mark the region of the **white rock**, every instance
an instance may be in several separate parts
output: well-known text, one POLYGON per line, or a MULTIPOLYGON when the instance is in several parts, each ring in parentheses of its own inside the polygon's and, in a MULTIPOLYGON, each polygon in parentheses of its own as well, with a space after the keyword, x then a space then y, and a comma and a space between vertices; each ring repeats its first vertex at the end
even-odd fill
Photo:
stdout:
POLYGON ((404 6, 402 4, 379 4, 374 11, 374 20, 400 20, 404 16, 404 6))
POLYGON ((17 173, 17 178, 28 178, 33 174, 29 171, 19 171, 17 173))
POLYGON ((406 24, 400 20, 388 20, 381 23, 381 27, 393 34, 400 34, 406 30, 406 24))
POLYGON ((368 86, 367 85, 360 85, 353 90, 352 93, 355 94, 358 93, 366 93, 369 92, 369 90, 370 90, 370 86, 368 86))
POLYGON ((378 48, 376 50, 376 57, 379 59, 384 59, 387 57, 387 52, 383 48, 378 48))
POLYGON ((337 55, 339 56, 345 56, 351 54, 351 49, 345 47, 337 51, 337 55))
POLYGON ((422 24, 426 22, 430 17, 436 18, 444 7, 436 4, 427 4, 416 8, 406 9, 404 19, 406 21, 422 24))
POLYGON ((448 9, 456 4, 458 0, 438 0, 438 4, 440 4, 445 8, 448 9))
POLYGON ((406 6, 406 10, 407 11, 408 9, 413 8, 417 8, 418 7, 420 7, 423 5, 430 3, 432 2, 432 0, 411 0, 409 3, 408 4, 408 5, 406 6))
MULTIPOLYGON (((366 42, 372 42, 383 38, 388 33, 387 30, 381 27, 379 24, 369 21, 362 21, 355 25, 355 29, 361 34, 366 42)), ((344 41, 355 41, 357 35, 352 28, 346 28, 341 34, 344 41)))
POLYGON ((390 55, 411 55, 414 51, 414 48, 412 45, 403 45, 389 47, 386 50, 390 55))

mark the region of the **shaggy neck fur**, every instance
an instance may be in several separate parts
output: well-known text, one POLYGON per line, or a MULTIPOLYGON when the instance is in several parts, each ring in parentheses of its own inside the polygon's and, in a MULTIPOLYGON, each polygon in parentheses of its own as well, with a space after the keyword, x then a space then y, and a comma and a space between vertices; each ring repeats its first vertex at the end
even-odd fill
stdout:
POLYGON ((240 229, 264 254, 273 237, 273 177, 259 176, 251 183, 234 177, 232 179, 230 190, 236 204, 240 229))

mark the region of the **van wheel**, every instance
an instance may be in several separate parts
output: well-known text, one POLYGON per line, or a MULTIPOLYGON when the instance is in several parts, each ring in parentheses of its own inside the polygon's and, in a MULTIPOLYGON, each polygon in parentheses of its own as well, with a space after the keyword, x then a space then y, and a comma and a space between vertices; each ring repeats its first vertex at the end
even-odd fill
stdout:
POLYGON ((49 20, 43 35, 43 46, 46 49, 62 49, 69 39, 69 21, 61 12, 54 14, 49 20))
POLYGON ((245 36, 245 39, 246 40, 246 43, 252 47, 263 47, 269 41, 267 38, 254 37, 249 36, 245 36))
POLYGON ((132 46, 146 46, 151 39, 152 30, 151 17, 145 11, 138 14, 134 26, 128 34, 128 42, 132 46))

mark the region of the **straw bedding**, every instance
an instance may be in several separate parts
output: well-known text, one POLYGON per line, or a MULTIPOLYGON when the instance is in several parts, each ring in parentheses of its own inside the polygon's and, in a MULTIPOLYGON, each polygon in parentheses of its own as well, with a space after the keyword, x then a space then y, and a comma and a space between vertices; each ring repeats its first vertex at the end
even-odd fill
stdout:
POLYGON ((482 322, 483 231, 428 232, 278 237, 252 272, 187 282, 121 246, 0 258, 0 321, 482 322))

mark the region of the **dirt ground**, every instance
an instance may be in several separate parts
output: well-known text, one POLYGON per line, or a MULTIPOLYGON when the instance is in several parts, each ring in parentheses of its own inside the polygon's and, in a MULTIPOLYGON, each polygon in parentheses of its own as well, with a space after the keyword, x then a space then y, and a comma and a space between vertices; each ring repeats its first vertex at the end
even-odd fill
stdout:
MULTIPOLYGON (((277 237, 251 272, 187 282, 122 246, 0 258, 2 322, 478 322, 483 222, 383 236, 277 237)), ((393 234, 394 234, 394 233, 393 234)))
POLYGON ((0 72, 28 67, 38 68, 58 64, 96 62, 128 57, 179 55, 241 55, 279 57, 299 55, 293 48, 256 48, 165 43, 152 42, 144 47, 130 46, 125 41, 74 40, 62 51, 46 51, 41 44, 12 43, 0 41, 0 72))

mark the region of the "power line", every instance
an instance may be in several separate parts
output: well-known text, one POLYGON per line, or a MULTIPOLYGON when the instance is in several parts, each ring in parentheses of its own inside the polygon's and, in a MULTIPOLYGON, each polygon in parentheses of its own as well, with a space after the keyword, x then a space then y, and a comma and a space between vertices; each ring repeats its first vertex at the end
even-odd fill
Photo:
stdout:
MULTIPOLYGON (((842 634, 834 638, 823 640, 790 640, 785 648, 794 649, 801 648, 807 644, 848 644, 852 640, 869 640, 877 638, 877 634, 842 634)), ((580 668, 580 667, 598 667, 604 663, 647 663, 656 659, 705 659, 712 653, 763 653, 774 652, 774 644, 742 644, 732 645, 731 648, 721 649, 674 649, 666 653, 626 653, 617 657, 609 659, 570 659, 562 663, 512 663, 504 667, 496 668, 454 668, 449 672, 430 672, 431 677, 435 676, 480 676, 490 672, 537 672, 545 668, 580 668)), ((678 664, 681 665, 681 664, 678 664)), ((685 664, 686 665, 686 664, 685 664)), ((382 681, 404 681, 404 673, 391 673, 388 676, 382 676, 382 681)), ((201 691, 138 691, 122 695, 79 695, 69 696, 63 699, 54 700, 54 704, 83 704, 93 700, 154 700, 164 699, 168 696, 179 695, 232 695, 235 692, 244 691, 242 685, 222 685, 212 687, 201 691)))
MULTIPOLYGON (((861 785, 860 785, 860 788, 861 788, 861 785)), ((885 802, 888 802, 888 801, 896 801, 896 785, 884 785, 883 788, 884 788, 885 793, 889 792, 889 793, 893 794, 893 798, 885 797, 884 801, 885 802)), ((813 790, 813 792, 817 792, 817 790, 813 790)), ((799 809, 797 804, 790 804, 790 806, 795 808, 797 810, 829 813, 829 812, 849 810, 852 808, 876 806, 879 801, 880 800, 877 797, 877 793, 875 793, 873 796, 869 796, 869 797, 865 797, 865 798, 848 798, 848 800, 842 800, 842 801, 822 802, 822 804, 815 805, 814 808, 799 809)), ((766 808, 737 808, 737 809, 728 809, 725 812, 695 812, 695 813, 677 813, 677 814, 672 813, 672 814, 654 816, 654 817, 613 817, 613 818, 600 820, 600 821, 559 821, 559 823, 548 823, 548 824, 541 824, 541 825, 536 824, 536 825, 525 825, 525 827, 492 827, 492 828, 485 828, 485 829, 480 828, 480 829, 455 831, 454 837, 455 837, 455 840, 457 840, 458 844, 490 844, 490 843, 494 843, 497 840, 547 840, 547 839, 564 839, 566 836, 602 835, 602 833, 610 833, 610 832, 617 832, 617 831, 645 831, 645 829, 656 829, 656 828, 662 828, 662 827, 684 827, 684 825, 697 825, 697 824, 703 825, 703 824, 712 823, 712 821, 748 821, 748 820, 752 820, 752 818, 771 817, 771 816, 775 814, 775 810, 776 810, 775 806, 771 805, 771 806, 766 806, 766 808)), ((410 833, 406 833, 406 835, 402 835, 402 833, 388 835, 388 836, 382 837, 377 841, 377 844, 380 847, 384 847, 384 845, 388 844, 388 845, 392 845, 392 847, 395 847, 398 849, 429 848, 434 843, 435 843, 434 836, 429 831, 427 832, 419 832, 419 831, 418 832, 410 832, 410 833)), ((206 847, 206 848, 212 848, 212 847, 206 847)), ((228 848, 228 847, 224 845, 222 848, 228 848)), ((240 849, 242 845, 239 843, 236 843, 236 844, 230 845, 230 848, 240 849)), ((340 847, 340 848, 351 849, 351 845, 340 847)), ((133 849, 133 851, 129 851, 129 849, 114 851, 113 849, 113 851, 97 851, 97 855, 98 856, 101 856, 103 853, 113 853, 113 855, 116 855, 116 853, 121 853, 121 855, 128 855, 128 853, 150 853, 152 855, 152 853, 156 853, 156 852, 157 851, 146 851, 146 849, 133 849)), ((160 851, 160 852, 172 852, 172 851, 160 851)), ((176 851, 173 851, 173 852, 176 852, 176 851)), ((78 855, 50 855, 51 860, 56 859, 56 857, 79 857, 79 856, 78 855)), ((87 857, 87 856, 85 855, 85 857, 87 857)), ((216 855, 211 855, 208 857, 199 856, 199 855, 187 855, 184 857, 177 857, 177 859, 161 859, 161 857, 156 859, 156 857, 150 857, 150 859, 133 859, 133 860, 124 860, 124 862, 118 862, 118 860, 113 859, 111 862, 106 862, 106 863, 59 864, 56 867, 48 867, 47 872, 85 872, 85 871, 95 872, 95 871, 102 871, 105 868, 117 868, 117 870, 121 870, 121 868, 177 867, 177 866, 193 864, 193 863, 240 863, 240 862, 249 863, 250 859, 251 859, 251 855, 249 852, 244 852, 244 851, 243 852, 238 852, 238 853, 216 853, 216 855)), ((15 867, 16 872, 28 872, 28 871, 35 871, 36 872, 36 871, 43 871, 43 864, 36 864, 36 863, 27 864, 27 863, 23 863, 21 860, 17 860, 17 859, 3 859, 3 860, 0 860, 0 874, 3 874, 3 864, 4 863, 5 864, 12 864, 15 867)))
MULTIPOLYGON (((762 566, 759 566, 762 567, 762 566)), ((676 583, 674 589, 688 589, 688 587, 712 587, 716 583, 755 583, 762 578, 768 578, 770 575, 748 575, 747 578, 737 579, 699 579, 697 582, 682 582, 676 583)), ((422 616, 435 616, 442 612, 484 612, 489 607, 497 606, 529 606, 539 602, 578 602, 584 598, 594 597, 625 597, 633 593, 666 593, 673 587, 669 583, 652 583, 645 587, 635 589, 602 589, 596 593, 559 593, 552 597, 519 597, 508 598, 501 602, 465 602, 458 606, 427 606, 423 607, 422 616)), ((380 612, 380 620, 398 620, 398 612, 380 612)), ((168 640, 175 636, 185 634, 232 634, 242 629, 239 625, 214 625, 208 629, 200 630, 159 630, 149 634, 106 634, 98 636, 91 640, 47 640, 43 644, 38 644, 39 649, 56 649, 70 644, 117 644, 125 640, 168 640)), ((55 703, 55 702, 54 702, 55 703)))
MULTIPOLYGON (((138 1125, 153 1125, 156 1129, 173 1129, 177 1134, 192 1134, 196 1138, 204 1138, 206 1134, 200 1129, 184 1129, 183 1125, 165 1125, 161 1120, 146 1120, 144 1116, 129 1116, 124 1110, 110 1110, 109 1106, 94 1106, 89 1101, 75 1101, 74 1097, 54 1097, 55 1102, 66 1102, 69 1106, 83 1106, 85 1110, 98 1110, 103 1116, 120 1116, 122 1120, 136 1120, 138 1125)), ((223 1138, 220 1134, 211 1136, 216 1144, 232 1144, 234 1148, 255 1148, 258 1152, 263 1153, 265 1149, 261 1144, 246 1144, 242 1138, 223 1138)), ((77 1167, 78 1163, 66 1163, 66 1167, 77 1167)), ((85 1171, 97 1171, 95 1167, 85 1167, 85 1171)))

........

* Task instructions *
Copy the records above, from their first line up to and including the line that contains "POLYGON ((378 48, 376".

* Expected output *
mark the region of the **white rock**, every instance
an instance may be in several separate parts
output: well-known text, one POLYGON per line, or a MULTIPOLYGON when the instance is in several parts, each ring in parentheses of its own inside the polygon's and, in a MULTIPOLYGON, each polygon in parentheses of its own as well, with a space after the keyword, x then a space then y, and a comma and a space between vertices; each ring repeats its first vertex at the end
even-odd fill
Photo:
stdout:
POLYGON ((404 6, 402 4, 379 4, 374 11, 374 20, 400 20, 404 16, 404 6))
POLYGON ((17 173, 17 178, 28 178, 33 174, 29 171, 19 171, 17 173))
POLYGON ((406 24, 400 20, 388 20, 381 23, 381 27, 393 34, 400 34, 406 30, 406 24))
POLYGON ((368 86, 367 85, 360 85, 353 90, 352 93, 355 94, 358 93, 366 93, 369 92, 369 90, 370 90, 370 86, 368 86))
POLYGON ((378 48, 376 50, 376 57, 379 59, 384 59, 387 57, 387 52, 383 48, 378 48))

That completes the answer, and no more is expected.